---------- Extrait du texte ----------

De bien belles surprises !…
- La parution, vivement espérée, d’un nouvel et deuxième opus pour un groupe morbihannais qui nous avait, particulièrement, séduits et, qu’avec conviction, nous vous avions présenté et vivement conseillé sur nos pages en ligne, lors de la publication de sa première création, « Tan » ; c’était en décembre 2020.
- Sans excessive rupture avec ce prime album, certes plus « électro-néo-trad » , mais dans sa droite ligne, alors envisageable, la transcendance de ses prometteurs prémices, notamment guitaristiques, avec, cette fois, une couleur bretonne et celtique portée par un son, résolument, Pop/Rock.
- Afin de, mieux encore, affirmer, conforter, intensifier ce présent choix stylistique, un élargissement de l’effectif instrumental fondateur, transformant le duo initial voix/guitares, formé en 2018, en quartet, par l’adjonction d’une basset et d’une batterie, constituant ainsi, la normative configuration, idéale pour un groupe de rock.
- Une très enrichissante rencontre artistique et devenue pérenne collaboration entre quatre excellents musiciens, puisque ce nouveau périmètre, initialement prévu, par les deux membres originels, que pour la mise en valeur de quelques chansons du nouvel album, aboutit, finalement, à une totale intégration pour l’ensemble du programme discographique et, mieux encore, pour les prestations scéniques qui en découlent.
- Un judicieux et qualitatif choix des nouveaux instrumentistes, puisqu’il s’agit, excusez du peu, de Benoît GUILLEMOT, à la batterie et de Stéphane De VITO, à la basse !...
Mais au fait ?… un natif duo voix/guitares aux résonances franchement celtiques et électriques, notamment griffées « Fender Stratocaster » , soulignant et dialoguant avec la féminine, puissante et prenante voix d’une expressive artiste qui chante en breton, en français, en anglais ou en gaélique écossais…
Cette trop sommaire, mais fondamentale description, ne vous rappellerait-elle pas VINDOTALÉ ?
Eh bien oui, il s’agit bien de ce talentueux duo qui, abandonnant sa prime parité structurelle, d’ailleurs traduite graphiquement dans son logo, intègre deux masculinités instrumentales pour nous proposer sa nouvelle création, « Hunerez Ar Bal - La Dormeuse du Bal » .
Ce titre fait penser, bien évidemment, au « Dormeur du val » , poème d'Arthur Rimbaud l
C’est ainsi qu’au sein de cette nouvelle production discographique, brillamment, figurent :
- Au chant et chœurs : Bleunwenn (TRI YANN, Dan AR BRAZ, Carlos NUNEZ…).

---------- Données enregistrées ----------

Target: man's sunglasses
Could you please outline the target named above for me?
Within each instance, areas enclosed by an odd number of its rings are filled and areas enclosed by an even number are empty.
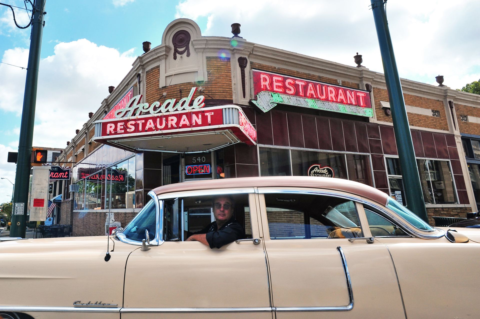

----------

Exercices à réaliser
A. D'après la chronique, dans quelles langues chante l'artiste du duo ? Citez-les toutes.
B. Selon la chronique, pourquoi le duo initial voix/guitares est-il devenu un quartet ?

Réponses complètes
A. Le breton, le français, l'anglais et le gaélique écossais.

B. Le groupe voulait mieux affirmer, conforter et intensifier son nouveau choix stylistique, un son résolument Pop/Rock. L'ajout d'une basse et d'une batterie lui donne la configuration idéale pour un groupe de rock.